## Direction 1
In the pore data collection text, how many radiographs were collected during the XCT scans?
## Direction 2
Reproduce verbatim the portion of the pore data collection text that opens with the words containing "In terms of classifying" and closes with "optimal process parameters.".

The two techniques that were used for data collection were XCT for 3D pore data and optical microscopy for 2D pore data. For the XCT, samples were analysed using the 320/225 kV Nikon XTEK bay at the Henry Moseley X-ray Imaging facility within the University of Manchester. A cone-shaped beam of X-rays was generated using an electron beam with accelerating voltage of 160 kV and current of \(150\,\upmu \hbox {A}\) directed onto a silver reflection target. A 1.5-mm copper filter was used to filter out lower energy photons and reduce the effect of beam hardening. The samples were positioned to give a geometric magnification of approximately 22.5 before 3142 radiographs were collected with a 1-s exposure time using a square 4-megapixel detector with 0.2-mm pixel pitch. Three-dimensional volumes with \(8.9\,\upmu \hbox {m}\) voxel size were reconstructed from the radiographs using proprietary Nikon software employing a filtered back projection algorithm. The 32-bit 3D volume was imported into Avizo image processing software and converted to 8 bits to reduce computational requirements. Data sets were also segmented and quantified in Avizo using built-in automatic thresholding and quantification tools. Numerical data, including size, morphology and position, regarding individual pores were exported for further analysis.

For optical microscopy the samples were removed from the base plates using wire electrical discharge machining 1 mm from the base. The samples were ground approximately 1 mm and then polished to a 9-micron finish. Measurements were carried out using an Olympus BX51 Clemex microscope with Clemex Vision PE software, which allows roundness and horizontal dimensions to be measured. An example micrograph is shown in Fig. 2.

Fig. 2

An example micrograph from an Inconel 718 sample with an energy density of \(49.4\,\hbox {J}/\hbox {mm}^3\)

In terms of classifying different types of pores the 3D pore data acquired using XCT provide more information per pore than optical microscopy. However, in terms of practicality, optical microscopy offers a quicker and more cost-effective way of collecting data for multiple samples. This is particularly relevant for AM parameter optimisation, which often requires dozens of samples to find the optimal process parameters.

## Raw data

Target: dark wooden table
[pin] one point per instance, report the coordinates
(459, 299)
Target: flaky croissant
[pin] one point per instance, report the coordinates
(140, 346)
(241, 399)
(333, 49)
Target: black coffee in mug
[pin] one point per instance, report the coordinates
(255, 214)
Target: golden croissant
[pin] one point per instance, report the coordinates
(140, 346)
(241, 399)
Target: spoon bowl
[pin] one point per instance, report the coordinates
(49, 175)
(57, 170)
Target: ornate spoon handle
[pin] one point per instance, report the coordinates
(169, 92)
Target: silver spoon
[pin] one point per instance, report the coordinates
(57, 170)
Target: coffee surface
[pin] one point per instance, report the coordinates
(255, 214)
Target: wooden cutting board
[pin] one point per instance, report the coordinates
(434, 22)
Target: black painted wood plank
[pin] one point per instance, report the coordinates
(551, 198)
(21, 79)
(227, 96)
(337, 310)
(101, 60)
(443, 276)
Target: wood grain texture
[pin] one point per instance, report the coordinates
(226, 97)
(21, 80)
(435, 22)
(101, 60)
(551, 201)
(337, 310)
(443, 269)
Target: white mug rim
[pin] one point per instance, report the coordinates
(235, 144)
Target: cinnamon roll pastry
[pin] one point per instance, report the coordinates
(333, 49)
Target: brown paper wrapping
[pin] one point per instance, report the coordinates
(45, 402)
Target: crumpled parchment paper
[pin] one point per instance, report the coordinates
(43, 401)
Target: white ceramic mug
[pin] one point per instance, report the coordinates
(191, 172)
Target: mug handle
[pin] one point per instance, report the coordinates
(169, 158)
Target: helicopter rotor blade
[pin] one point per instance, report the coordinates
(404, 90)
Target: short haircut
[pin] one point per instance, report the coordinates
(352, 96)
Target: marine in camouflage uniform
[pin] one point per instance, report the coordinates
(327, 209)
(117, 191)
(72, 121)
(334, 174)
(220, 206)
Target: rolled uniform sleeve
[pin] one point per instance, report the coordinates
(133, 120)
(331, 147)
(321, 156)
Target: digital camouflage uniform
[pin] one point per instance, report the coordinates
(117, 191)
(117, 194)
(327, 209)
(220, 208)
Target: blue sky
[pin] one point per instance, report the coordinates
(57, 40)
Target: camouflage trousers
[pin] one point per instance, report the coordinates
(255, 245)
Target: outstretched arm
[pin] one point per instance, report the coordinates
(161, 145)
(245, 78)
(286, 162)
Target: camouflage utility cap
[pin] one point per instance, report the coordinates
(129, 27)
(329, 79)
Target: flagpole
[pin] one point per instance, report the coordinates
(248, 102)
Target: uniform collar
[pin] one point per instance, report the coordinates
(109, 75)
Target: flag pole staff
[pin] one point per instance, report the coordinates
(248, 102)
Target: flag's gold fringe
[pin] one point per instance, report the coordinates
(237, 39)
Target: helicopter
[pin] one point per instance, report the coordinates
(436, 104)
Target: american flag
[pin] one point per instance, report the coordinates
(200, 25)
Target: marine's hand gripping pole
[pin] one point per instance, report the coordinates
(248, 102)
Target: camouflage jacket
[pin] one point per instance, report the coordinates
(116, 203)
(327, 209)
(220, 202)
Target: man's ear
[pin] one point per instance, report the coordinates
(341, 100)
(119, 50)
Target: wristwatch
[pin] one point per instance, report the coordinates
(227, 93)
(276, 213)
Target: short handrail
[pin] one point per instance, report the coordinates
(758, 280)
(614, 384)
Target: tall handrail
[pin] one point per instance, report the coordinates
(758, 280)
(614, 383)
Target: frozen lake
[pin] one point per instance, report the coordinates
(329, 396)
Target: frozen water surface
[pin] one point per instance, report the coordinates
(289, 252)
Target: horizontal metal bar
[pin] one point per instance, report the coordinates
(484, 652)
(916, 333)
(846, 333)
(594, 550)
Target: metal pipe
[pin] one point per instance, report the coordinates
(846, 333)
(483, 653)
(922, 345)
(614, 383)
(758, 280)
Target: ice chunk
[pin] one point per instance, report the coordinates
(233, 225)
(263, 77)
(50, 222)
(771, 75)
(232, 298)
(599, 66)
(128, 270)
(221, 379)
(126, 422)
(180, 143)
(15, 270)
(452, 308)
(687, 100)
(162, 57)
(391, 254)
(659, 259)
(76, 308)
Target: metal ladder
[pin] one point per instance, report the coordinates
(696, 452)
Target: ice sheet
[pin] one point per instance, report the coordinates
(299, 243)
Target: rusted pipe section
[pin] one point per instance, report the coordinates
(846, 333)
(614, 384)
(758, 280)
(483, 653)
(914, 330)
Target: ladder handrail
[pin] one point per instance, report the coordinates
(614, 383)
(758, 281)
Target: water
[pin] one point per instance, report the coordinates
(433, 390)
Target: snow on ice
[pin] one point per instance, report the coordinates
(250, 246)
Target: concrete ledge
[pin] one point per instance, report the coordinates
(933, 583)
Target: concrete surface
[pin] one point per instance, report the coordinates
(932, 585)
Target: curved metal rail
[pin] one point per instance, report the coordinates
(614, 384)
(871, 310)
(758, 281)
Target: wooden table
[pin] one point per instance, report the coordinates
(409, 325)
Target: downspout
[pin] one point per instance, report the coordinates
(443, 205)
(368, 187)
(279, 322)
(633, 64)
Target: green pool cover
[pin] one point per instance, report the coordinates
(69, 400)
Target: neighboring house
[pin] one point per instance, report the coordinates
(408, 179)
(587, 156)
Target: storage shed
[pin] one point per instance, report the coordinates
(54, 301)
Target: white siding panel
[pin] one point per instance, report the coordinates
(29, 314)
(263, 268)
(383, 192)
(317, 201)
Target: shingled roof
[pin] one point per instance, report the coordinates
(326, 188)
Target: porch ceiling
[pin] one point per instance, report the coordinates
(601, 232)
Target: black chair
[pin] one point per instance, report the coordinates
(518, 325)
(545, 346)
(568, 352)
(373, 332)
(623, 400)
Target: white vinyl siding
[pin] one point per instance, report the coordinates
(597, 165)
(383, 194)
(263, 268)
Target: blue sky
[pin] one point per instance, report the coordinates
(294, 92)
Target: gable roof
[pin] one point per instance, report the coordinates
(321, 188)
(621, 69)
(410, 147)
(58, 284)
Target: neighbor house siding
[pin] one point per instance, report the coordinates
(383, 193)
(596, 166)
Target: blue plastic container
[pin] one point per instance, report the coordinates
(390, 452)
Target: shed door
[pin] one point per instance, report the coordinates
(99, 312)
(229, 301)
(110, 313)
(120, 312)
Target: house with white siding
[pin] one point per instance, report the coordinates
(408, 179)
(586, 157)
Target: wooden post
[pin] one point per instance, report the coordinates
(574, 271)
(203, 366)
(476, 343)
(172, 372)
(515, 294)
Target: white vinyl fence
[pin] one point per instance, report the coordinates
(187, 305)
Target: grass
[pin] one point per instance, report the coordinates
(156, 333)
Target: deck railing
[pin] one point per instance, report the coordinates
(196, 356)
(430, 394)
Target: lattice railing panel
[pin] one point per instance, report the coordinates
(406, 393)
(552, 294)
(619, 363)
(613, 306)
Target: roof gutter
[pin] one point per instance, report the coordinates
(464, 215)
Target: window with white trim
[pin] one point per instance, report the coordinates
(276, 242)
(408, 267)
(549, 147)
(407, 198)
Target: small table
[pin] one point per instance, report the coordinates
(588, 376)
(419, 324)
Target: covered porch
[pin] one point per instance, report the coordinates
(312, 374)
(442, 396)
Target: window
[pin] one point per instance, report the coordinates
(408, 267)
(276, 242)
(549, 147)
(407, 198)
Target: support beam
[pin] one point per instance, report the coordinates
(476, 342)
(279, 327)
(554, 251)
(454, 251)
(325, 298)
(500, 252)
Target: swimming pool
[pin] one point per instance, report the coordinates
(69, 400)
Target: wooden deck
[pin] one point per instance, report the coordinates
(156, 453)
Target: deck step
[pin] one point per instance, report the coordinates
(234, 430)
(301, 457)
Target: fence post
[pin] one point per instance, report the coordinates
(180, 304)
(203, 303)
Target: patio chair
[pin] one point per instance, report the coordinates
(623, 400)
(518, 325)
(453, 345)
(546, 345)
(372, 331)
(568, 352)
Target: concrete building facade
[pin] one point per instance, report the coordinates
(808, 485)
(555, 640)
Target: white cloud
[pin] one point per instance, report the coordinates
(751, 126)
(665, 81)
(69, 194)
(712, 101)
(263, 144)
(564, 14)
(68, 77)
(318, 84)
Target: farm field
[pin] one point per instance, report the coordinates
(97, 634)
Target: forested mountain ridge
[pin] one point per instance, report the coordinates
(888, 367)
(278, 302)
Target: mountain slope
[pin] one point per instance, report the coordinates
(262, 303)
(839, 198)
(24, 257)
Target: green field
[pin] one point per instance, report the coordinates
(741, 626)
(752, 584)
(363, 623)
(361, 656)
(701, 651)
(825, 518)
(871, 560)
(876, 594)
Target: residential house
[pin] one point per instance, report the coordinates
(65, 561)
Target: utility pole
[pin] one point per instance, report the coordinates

## Problem solution 1
3142 radiographs were collected, each with a 1-s exposure time.

## Problem solution 2
In terms of classifying different types of pores the 3D pore data acquired using XCT provide more information per pore than optical microscopy. However, in terms of practicality, optical microscopy offers a quicker and more cost-effective way of collecting data for multiple samples. This is particularly relevant for AM parameter optimisation, which often requires dozens of samples to find the optimal process parameters.